▸ EXERCISE TASKS
(1) Summarize the Argos training guide below in two sentences.
(2) Reproduce the part of the Argos training guide below that begins at the words "Pre-requisites" and ends after the words "CUDA in WSL)".

▸ PASSAGE PROVIDED
Training an Argos Translation Model Locally on Windows

Pre-requisites

  • Good GPU (I am using Nvidia GeForce 3060 Ti, others may work but additional setup outside the guide may be required for allowing CUDA in WSL)
  • Windows OS
  • WSL Kernel Version > 5.10.43.3
  • WSL 2
  • Python 3

Scope

3 Likes

Downloading Text for Training

Automatic Quick Setup

Download Text Automatically

Setup

git clone https://github.com/Interaction-Bot/opus-nlp-downloader.git
cd opus-nlp-downloader
pip install -r requirements.txt
python main.py get en th
python main.py download en th data/

Response

{'wikimedia': {'links': 'https://object.pouta.csc.fi/OPUS-wikimedia/v20210402/moses/en-th.txt.zip', 'sentences': 26597}, 'CCAligned': {'links': 'https://object.pouta.csc.fi/OPUS-CCAligned/v1/moses/en-th.txt.zip', 'sentences': 10746372}, 'OpenSubtitles': {'links': 'https://object.pouta.csc.fi/OPUS-OpenSubtitles/v2018/moses/en-th.txt.zip', 'sentences': 3281533}, 'XLEnt': {'links': 'https://object.pouta.csc.fi/OPUS-XLEnt/v1.2/moses/en-th.txt.zip', 'sentences': 1236145}, 'Tanzil': {'links': 'https://object.pouta.csc.fi/OPUS-Tanzil/v1/moses/en-th.txt.zip', 'sentences': 93540}, 'QED': {'links': 'https://object.pouta.csc.fi/OPUS-QED/v2.0a/moses/en-th.txt.zip', 'sentences': 264677}, 'GNOME': {'links': 'https://object.pouta.csc.fi/OPUS-GNOME/v1/moses/en-th.txt.zip', 'sentences': 78}, 'NeuLab-TedTalks': {'links': 'https://object.pouta.csc.fi/OPUS-NeuLab-TedTalks/v1/moses/en-th.txt.zip', 'sentences': 102773}, 'bible-uedin': {'links': 'https://object.pouta.csc.fi/OPUS-bible-uedin/v1/moses/en-th.txt.zip', 'sentences': 124386}, 'TED2020': {'links': 'https://object.pouta.csc.fi/OPUS-TED2020/v1/moses/en-th.txt.zip', 'sentences': 160762}}

Alternative - Collect Translation Texts

Opus project

  • Gather data from above link
  • Get English Text
  • Get Thai Text - copy of English text
  • Get License information

Creating an Argos Data Package

  • Folder structure
data-<dataSource>-<codeFrom>_<codeTo>
	metadata.json
	README
	source
	target
  • metadata.json
{
	"name": "<dataSource>",
	"type": "data",
	"from_code": "<codeFrom>",
	"to_code": "<codeTo>",
	"size": <sentences>,
	"reference": ""
}
  • Zip folders and change extension to .argosdata

Hosting the Package Locally

  • Add all .argosdata files to a folder
  • Install python 3
  • In the folder run
python3 -m http.server
  • Links to add to data-index inside docker will be of the format
http://host.docker.internal:8000/<your-file>.argosdata
1 Like

Setting up Nvidia GPU to use CUDA

Running Argos Train on Docker

docker run --gpus all -it argosopentech/argostrain /bin/bash

If it already exists

docker container attach argostrain

Initialize

su argosopentech
source ~/argos-train-init

Add data from Download Text for Training to data-index.json for each .argosdata file

{
	"name": "<dataSource>",
	"type": "data",
	"from_code": "<codeFrom>",
	"to_code": "<codeTo>",
	"size": <size>,
	"reference": "",
	"links": [
		"<linkToArgosdataFile>"

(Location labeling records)
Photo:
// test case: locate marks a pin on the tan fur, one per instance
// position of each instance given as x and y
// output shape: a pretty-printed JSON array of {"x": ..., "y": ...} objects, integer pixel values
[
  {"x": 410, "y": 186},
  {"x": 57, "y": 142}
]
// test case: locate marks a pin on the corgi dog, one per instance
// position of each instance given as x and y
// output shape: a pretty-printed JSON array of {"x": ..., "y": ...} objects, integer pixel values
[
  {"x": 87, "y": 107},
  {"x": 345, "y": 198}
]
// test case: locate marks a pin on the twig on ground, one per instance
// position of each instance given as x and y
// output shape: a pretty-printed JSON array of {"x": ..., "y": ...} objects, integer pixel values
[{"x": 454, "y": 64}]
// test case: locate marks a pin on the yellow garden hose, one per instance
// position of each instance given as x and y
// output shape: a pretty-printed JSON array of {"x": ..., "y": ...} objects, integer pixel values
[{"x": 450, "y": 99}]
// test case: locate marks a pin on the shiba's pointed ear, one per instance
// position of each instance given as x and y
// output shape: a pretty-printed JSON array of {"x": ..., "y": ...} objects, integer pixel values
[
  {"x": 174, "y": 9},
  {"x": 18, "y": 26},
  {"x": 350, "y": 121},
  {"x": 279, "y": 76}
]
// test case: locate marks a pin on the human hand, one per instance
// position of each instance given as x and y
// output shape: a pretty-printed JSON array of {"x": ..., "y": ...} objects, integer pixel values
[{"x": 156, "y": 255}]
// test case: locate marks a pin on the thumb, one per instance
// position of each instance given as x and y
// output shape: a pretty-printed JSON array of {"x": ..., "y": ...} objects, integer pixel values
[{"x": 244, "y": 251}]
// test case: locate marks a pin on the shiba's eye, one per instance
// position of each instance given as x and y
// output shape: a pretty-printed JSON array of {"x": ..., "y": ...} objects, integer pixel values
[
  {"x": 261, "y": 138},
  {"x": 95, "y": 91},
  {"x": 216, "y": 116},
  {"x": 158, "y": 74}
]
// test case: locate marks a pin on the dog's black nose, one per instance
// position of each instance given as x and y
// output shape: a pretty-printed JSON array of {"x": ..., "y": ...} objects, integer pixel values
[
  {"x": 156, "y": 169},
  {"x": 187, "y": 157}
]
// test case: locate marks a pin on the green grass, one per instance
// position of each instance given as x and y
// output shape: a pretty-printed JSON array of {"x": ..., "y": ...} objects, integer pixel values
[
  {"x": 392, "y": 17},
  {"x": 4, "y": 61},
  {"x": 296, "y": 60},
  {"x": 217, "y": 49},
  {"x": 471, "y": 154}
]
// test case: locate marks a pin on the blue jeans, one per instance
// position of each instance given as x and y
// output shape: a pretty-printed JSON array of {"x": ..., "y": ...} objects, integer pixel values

▸ TASK ANSWERS
(1) Training an Argos translation model locally on Windows requires a good GPU, Windows, WSL 2 with a kernel version above 5.10.43.3, and Python 3, and the training text can be downloaded with the opus-nlp-downloader tool or collected from the Opus project. The text is packaged into zipped .argosdata folders that each hold a metadata.json file, hosted locally with python3 -m http.server, and added to data-index.json inside the argosopentech/argostrain Docker container, which is run with GPU access.

(2)
Pre-requisites

  • Good GPU (I am using Nvidia GeForce 3060 Ti, others may work but additional setup outside the guide may be required for allowing CUDA in WSL)